[Provided text Boundary: Start]

A substance produced by gut microorganisms can lead to scarring and blood vessel damage in patients with scleroderma, a new study suggests.
The intestinal microbiome regulates immunity, and its alterations play a role in autoimmune conditions such as scleroderma. However, until now, researchers did not know how alterations in the intestinal microbiome contribute to fibrosis and vascular damage characteristic of scleroderma.
Researchers from Michigan Medicine investigated how a compound generated by the gut microbiome called trimethylamine N-oxide, or TMAO, could cause changes to cellular processes in scleroderma that trigger fibrosis, inflammation and vascular injury.
TMAO is formed in the liver after the gut metabolizes nutrients such as choline and carnitine, which are abundant in the Western diet that is rich in meat. Results published in iScience reveal that the TMAO can reprogram cells to become scar-forming myofibroblasts, which lead to fibrosis and vascular damage. Moreover, the enzyme responsible for the formation of TMAO, called FMO3, is elevated in patients with scleroderma.

[Provided text Boundary: End]
[Data provided Boundary: Start]

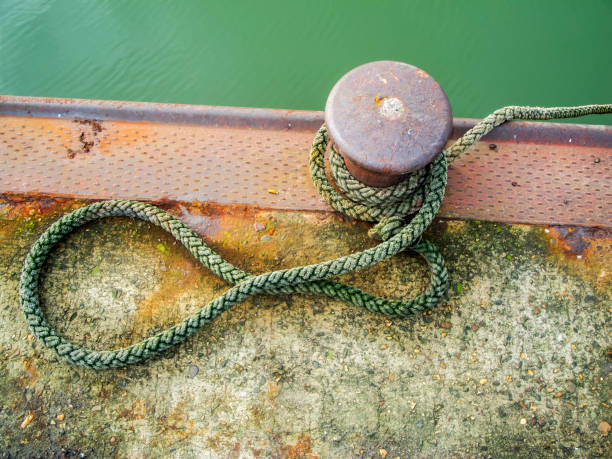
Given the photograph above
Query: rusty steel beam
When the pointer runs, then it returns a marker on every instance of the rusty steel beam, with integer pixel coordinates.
(523, 172)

[Data provided Boundary: End]

■ **Your objective**
Which substances and enzymes does the scleroderma text mention by name? The material after the scleroderma text is separate from it.

■ **Response to this task**
- Trimethylamine N-oxide (TMAO)
- Choline
- Carnitine
- FMO3